== Your goal ==
Starting at the line with "Query: yellow lichen" and going on through the line with "Tag the stone", reproduce each line in the records below exactly and nothing more.

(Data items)

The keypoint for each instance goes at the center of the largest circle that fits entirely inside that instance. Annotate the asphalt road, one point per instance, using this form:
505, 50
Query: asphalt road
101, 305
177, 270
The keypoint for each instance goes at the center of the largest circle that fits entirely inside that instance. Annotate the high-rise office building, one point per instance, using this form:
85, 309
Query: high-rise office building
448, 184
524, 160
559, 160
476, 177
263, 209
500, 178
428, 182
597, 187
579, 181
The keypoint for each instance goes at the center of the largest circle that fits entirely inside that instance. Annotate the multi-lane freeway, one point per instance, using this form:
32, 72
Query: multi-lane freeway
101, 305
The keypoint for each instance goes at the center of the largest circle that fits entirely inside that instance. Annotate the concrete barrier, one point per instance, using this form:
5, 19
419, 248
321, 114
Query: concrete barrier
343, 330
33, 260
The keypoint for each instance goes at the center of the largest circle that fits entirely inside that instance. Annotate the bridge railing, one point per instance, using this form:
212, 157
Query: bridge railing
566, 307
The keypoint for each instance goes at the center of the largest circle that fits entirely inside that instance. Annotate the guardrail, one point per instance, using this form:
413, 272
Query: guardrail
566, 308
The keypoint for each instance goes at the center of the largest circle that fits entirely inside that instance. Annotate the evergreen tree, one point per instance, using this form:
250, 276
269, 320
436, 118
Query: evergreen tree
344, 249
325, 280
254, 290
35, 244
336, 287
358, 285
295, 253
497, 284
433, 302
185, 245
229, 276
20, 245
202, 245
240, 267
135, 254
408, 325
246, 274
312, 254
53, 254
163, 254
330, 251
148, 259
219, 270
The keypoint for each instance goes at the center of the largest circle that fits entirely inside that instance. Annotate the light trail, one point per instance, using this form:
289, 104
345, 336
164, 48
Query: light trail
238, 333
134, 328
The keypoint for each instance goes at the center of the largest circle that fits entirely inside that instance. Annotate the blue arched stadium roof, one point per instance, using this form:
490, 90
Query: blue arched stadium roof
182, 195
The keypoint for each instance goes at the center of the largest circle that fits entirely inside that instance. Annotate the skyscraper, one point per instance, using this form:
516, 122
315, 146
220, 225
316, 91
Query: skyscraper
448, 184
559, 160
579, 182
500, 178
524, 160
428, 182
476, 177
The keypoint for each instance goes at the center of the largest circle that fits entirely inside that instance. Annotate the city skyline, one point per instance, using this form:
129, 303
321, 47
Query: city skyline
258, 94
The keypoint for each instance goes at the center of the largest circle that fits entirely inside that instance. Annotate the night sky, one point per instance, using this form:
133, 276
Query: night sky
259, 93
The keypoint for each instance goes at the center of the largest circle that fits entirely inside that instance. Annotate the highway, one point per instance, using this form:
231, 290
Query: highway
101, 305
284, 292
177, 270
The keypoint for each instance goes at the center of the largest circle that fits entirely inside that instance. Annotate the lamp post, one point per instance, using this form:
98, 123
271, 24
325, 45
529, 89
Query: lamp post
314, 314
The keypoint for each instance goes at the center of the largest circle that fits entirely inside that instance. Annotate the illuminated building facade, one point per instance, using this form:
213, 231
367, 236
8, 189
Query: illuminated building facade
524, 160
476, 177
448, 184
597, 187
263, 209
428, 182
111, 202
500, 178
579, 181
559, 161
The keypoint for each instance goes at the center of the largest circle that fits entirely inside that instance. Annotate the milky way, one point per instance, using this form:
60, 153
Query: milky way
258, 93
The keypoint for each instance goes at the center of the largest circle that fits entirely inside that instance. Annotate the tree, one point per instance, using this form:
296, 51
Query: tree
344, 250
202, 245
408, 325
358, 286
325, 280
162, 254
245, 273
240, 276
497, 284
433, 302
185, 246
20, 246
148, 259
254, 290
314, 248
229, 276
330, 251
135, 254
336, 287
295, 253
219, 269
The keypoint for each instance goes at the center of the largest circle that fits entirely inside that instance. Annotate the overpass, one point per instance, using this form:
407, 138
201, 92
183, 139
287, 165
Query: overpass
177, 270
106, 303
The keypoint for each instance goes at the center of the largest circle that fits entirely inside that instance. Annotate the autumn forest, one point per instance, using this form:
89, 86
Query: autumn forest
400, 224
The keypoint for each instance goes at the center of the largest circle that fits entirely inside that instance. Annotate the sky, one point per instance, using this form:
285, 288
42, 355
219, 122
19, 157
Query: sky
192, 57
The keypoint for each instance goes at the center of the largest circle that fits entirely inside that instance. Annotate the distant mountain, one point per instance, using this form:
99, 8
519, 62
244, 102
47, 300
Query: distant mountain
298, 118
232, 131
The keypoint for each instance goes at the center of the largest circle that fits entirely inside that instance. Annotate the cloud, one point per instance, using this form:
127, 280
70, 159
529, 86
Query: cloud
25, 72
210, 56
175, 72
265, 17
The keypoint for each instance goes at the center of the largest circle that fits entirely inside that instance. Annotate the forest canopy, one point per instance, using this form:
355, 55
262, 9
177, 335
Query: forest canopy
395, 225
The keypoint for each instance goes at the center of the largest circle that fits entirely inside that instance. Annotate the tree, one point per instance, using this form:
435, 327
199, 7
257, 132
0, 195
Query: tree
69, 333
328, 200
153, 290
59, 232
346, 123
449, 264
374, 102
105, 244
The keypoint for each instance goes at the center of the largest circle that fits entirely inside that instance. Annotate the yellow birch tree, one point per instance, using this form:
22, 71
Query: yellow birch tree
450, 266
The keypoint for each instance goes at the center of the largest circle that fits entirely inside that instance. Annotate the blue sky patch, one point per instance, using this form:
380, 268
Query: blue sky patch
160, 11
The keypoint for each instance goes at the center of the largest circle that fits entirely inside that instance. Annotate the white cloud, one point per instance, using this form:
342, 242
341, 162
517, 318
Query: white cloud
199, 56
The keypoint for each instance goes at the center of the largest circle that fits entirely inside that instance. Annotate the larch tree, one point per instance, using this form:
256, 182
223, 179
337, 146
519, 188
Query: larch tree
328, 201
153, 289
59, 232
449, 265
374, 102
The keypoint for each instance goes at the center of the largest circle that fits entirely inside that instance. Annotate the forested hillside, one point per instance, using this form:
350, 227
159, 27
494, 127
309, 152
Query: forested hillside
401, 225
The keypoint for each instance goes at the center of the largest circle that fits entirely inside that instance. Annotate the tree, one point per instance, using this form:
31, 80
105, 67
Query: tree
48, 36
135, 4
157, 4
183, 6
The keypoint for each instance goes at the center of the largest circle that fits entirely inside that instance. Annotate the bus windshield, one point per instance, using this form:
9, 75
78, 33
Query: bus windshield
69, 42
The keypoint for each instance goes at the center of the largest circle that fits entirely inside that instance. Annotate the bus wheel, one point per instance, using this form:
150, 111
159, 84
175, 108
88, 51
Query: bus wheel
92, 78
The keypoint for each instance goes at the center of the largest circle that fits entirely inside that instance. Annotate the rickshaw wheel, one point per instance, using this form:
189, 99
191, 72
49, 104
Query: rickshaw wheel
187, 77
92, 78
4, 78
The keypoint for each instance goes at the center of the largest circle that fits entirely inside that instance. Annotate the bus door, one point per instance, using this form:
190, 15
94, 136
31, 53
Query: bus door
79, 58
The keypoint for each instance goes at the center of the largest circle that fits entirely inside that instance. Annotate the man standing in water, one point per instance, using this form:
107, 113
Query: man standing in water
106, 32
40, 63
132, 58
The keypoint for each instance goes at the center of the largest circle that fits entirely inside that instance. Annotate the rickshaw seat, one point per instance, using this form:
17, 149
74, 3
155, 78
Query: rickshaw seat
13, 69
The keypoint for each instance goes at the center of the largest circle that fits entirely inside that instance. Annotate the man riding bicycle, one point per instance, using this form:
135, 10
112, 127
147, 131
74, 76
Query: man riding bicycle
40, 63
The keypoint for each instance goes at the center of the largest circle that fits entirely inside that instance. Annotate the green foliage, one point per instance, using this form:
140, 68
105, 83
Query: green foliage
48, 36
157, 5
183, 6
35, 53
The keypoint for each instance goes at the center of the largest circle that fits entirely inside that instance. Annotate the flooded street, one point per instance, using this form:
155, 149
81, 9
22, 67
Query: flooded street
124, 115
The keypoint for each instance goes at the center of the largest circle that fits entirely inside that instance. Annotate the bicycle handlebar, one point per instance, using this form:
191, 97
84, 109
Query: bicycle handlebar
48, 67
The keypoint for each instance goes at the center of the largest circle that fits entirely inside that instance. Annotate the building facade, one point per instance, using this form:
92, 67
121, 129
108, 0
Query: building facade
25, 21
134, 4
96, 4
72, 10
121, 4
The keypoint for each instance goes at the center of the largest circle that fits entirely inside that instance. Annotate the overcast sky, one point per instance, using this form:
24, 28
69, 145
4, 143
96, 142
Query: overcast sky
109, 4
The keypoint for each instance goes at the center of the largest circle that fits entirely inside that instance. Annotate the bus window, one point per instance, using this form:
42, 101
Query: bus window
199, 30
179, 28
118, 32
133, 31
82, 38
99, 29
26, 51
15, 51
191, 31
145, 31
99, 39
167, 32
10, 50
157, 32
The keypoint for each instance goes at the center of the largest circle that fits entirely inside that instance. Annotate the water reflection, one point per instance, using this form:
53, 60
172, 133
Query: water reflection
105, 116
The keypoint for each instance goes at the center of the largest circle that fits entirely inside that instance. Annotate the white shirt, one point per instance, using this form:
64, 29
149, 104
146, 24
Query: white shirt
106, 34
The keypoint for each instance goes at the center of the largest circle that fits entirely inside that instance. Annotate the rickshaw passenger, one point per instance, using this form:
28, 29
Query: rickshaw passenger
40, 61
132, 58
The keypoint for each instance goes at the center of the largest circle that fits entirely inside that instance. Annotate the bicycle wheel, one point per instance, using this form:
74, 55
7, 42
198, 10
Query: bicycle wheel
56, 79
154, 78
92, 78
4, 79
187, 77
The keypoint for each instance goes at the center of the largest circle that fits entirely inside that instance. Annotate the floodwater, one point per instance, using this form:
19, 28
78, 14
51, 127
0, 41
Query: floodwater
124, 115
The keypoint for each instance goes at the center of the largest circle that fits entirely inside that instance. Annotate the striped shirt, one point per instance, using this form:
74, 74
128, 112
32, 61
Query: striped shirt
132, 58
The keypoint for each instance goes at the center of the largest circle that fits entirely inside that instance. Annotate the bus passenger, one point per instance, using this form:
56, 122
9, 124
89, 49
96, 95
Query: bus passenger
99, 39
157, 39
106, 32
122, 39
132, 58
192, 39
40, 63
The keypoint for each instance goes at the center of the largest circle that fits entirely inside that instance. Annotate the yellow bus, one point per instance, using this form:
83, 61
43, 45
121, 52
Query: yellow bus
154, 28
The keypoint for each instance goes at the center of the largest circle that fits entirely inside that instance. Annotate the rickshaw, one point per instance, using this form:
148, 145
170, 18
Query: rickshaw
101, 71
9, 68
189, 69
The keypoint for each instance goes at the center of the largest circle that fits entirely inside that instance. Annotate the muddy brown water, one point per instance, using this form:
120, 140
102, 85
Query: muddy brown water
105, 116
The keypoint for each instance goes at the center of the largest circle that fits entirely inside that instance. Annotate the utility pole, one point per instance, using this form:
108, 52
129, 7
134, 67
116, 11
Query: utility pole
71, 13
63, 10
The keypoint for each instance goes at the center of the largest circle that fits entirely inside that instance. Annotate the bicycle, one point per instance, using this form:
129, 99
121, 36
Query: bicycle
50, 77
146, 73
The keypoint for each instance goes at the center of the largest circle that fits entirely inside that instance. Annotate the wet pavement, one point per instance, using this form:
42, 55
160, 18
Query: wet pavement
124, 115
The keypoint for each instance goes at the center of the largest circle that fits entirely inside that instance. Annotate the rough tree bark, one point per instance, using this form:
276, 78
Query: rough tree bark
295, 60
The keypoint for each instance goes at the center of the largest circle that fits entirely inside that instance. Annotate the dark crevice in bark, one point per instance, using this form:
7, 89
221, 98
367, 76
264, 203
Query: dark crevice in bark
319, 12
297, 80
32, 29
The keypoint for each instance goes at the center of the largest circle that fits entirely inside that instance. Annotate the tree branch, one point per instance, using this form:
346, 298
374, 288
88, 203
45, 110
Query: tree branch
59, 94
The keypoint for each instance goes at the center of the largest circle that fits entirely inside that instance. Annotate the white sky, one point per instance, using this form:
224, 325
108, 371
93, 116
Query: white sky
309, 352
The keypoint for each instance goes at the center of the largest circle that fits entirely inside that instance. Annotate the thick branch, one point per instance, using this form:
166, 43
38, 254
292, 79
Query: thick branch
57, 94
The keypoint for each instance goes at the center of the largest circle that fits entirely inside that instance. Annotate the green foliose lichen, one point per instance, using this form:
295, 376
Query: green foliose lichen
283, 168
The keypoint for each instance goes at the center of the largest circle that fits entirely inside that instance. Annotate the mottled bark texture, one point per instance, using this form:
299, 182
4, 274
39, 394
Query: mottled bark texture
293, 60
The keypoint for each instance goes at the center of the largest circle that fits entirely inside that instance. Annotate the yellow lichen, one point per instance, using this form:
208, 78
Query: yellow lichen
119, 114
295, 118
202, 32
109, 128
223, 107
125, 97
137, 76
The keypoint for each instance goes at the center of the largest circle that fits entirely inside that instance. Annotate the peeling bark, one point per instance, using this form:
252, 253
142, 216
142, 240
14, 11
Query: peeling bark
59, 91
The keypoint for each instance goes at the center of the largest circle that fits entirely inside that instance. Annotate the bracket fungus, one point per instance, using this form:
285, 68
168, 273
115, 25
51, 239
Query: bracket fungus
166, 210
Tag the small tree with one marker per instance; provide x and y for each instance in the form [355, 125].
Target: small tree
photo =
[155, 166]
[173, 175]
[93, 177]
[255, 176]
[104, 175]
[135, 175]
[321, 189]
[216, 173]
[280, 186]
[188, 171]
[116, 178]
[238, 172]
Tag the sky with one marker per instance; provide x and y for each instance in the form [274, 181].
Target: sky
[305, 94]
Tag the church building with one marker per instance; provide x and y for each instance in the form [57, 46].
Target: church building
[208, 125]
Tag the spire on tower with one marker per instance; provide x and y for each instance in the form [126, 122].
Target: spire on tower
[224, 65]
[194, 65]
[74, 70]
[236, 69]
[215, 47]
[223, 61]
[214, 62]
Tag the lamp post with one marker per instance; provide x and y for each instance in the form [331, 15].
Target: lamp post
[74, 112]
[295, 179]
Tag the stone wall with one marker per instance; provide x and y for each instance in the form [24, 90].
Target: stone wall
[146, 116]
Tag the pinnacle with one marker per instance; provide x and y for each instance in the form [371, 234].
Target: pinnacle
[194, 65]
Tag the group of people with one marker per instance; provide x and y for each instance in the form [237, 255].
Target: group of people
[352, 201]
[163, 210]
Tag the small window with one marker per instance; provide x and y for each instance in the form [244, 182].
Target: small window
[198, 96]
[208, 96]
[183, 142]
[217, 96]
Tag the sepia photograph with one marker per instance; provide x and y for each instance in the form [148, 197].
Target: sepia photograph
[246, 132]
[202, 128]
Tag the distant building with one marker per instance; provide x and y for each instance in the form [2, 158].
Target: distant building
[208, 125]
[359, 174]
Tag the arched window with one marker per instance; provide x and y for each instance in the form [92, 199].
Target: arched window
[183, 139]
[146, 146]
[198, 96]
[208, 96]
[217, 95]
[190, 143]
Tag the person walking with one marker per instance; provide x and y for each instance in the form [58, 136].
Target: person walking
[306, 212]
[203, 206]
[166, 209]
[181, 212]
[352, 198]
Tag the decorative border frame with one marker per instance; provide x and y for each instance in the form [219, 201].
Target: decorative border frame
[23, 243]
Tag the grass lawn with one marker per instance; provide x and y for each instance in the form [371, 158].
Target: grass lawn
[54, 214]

== Solution for this problem ==
Query: yellow lichen
119, 114
295, 118
202, 32
109, 128
223, 107
125, 97
137, 76
The keypoint for each instance goes at the center of the largest circle that fits entirely inside that instance. Annotate the peeling bark, one point per instance, using this form:
252, 253
142, 216
142, 240
14, 11
Query: peeling bark
59, 91
The keypoint for each instance goes at the center of the largest circle that fits entirely inside that instance. Annotate the bracket fungus, one point per instance, using this form:
285, 68
168, 273
115, 25
51, 239
Query: bracket fungus
166, 210
Tag the small tree with one marker per instance; provide x and y for each instance in the form [355, 125].
Target: small tree
photo =
[155, 166]
[173, 175]
[93, 177]
[255, 176]
[104, 175]
[135, 175]
[321, 189]
[216, 173]
[280, 186]
[188, 171]
[116, 178]
[238, 172]
Tag the sky with one marker per instance; provide x and y for each instance in the form [274, 181].
Target: sky
[305, 94]
Tag the church building with one marker per instance; provide x and y for each instance in the form [57, 46].
Target: church building
[208, 125]
Tag the spire on tower with one marker per instance; provide x and y for each instance in the form [126, 122].
Target: spire on tower
[224, 65]
[194, 65]
[74, 70]
[236, 69]
[215, 47]
[223, 61]
[214, 62]
Tag the lamp post with one marker per instance; provide x and y for each instance in the form [331, 15].
Target: lamp post
[74, 112]
[295, 179]
Tag the stone wall with one marker per instance; provide x and y for each instance in the form [24, 90].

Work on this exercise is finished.